Recorded data:

>> Start

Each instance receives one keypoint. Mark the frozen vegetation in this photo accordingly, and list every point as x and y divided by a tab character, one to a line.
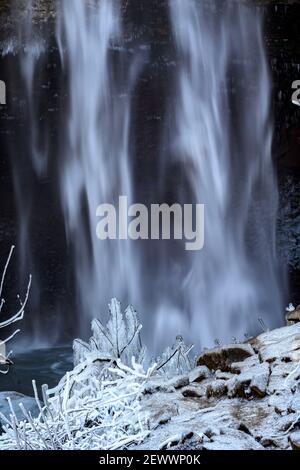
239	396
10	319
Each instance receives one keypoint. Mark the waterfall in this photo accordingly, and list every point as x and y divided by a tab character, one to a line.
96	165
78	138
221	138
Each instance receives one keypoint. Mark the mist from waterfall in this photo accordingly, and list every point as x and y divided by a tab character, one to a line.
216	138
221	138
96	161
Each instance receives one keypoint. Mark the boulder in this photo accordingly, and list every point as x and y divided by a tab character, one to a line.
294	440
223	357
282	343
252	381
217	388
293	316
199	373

>> End
>> Start

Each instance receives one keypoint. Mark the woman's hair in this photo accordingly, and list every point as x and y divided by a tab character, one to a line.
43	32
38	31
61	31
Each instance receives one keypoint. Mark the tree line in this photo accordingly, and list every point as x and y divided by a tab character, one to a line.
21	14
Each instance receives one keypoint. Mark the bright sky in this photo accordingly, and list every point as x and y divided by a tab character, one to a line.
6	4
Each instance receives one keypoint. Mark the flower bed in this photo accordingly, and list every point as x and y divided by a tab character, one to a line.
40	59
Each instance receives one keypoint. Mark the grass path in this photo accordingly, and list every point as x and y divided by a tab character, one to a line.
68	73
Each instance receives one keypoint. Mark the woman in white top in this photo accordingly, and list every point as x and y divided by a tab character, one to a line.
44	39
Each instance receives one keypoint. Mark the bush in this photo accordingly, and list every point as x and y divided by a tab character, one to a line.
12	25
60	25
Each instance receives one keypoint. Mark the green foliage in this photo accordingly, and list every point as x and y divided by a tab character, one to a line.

>> End

Exercise: State how many lines above contain the string "woman", with case counting, and give only the number.

Written solution: 2